Copy out every line of the listing in which "harbor" appears.

== THE DATA ==

* * * *

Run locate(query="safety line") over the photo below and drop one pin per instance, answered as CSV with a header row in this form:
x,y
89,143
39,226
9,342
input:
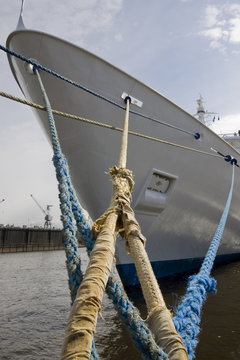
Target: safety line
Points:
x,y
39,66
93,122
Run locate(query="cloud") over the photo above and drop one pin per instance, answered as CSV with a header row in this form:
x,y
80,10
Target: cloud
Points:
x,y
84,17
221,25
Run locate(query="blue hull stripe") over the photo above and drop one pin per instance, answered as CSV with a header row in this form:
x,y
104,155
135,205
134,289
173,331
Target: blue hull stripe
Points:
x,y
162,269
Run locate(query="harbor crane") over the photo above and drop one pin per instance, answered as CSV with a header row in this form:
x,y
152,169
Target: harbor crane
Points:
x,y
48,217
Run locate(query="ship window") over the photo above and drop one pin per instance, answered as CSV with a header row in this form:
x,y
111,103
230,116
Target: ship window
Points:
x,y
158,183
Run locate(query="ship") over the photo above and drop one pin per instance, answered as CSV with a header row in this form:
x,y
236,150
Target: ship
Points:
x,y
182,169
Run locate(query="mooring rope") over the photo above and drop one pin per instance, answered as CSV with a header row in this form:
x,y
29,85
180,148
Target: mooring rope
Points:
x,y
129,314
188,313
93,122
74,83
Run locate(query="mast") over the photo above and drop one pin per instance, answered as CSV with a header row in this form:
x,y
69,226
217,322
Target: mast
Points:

* * * *

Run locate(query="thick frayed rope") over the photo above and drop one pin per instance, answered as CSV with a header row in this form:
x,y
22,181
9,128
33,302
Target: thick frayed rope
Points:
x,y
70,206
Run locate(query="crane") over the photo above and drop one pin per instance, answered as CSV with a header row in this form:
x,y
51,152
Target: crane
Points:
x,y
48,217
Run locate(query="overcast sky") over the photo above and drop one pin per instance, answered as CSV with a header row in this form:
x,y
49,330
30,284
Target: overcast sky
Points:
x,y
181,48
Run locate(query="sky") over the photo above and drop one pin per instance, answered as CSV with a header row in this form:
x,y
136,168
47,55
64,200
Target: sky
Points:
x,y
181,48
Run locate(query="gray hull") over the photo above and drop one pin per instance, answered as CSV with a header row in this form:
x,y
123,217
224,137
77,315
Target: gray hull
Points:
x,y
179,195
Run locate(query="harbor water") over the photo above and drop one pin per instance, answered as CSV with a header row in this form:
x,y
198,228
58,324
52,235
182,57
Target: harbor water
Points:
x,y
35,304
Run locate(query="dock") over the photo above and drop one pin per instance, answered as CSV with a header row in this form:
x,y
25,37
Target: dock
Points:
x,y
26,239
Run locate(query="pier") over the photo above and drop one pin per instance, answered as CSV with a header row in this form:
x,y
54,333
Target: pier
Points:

* * * *

== OUTPUT OF THE EXERCISE ==
Run locate(query="harbor crane") over the photo above and drop one pin per instance, answered as CSV with a header row in this form:
Target: harbor crane
Run locate(query="harbor water") over the photo above and drop one pin per instance, answered as CSV with a header row in this form:
Target: harbor water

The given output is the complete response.